- _ARTICLE_
++++++++

Granted but that also applies somewhat to the current advice to use the green as a transit. It would be better than nothing and what is the logic for the current position of the Haven Buoy anyway? A quick look at the chart suggests that it could be moved onto a transit line.
 
Granted but that also applies somewhat to the current advice to use the green as a transit. It would be better than nothing and what is the logic for the current position of the Haven Buoy anyway? A quick look at the chart suggests that it could be moved onto a transit line.

It really is a very good idea, as a transit behind you, with a strong cross tide and a boat (or potentially a few boats) coming the other way, is very hard to stick too, especially when there's so little margin for error.

The fairway buoy, a waypoint no doubt in lots of Deben visitors' chartplotters, would potentially be subject to quite frequent changes of position though.

++++++++

- _DATASET EXTRACT_
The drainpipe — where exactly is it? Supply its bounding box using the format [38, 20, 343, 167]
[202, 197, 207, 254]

++++++++

- _WHAT IS ASKED_
- a) Translate this sentence from the post about the Deben buoys into Spanish: "The fairway buoy, a waypoint no doubt in lots of Deben visitors' chartplotters, would potentially be subject to quite frequent changes of position though."
- b) Continue the post about the Deben buoys, starting after its final sentence.

- _EXPECTED ANSWERS_
- a) Sin embargo, la boya de recalada, sin duda un punto de ruta en los plotters de muchos visitantes del Deben, podría estar sujeta a cambios de posición bastante frecuentes.

- b)
In previous years when of course it hasn't been so critical, I've had a frequent problems with boats off line (i.e. steering at the next buoy and ignoring or at least not properly compensating for the tidal effect). I have often elected to go starboard to starboard with them rather than be forced away from the correct side of the channel.

For various reasons we haven't crossed the bar much this year, but as it is I wouldn't like to be between the buoys on a falling tide with anyone coming the other way who wasn't fully aware of where they should be.